:: Dataset rows ::

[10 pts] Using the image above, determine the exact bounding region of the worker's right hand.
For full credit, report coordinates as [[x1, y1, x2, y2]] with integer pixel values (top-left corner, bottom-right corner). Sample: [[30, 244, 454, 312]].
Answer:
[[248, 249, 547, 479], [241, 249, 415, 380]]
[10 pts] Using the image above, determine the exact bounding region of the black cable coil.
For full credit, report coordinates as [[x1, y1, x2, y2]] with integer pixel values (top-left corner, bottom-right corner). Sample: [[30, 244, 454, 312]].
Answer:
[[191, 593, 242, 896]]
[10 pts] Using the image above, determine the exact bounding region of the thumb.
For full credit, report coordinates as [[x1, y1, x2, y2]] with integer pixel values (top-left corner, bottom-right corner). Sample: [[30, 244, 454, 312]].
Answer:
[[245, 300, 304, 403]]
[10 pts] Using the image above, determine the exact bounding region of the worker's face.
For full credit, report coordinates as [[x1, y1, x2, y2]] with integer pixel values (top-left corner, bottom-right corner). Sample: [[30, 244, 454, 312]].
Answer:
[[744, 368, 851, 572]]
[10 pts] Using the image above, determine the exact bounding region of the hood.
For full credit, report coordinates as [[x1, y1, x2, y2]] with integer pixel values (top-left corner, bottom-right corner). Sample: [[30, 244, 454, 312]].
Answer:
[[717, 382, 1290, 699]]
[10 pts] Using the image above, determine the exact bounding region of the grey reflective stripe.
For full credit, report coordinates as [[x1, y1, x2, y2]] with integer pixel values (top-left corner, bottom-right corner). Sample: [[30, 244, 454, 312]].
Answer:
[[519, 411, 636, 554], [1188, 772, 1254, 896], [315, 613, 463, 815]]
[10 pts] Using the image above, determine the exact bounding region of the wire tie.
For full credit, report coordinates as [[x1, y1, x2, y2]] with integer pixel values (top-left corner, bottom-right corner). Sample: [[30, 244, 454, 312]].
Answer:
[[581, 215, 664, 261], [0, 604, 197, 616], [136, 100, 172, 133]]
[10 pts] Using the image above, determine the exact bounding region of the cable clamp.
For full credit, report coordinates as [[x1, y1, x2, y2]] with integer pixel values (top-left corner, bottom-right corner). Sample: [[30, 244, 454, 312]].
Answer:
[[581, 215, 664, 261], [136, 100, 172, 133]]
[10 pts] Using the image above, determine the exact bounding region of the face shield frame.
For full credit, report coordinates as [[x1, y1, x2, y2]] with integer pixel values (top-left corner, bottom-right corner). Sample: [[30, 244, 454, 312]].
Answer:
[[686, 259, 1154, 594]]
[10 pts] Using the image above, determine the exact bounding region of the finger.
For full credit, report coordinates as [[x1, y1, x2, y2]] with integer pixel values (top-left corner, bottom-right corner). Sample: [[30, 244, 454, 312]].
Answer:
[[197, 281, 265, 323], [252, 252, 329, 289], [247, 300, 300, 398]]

:::

## Problem statement
Render the lines starting at the one containing "the worker's face." and ending at the one containing "[[581, 215, 664, 261], [136, 100, 172, 133]]" as a JSON list of strings, one string per line, with blank lines omitted.

## Answer in full
[
  "[10 pts] Using the image above, determine the exact bounding region of the worker's face.",
  "For full credit, report coordinates as [[x1, y1, x2, y2]] with integer pixel values (top-left corner, bottom-right corner). Sample: [[30, 244, 454, 312]].",
  "Answer:",
  "[[744, 368, 851, 572]]",
  "[10 pts] Using the image above, determine the exact bounding region of the hood.",
  "For full credit, report coordinates as [[x1, y1, x2, y2]] with integer pixel values (top-left corner, bottom-right corner). Sample: [[30, 244, 454, 312]].",
  "Answer:",
  "[[717, 382, 1290, 699]]",
  "[10 pts] Using the image above, determine the exact bounding region of the grey reflective stripe.",
  "For full credit, report coordinates as [[x1, y1, x2, y2]] with integer pixel values (top-left corner, bottom-right corner). Sample: [[30, 244, 454, 312]].",
  "Answer:",
  "[[519, 411, 636, 554], [1188, 772, 1254, 896], [315, 613, 463, 815]]",
  "[10 pts] Using the image above, determine the exact bounding region of the wire tie.",
  "For full credit, report coordinates as [[x1, y1, x2, y2]] with integer pixel values (top-left corner, bottom-right corner). Sample: [[30, 244, 454, 312]].",
  "Answer:",
  "[[581, 215, 664, 261], [0, 604, 197, 616], [136, 100, 172, 133]]",
  "[10 pts] Using the image above, determine the exact bounding region of the cable clamp.",
  "For full credit, report coordinates as [[x1, y1, x2, y2]] with integer pixel values (top-left corner, bottom-right corner). Sample: [[30, 244, 454, 312]].",
  "Answer:",
  "[[581, 215, 664, 261], [136, 100, 172, 133]]"
]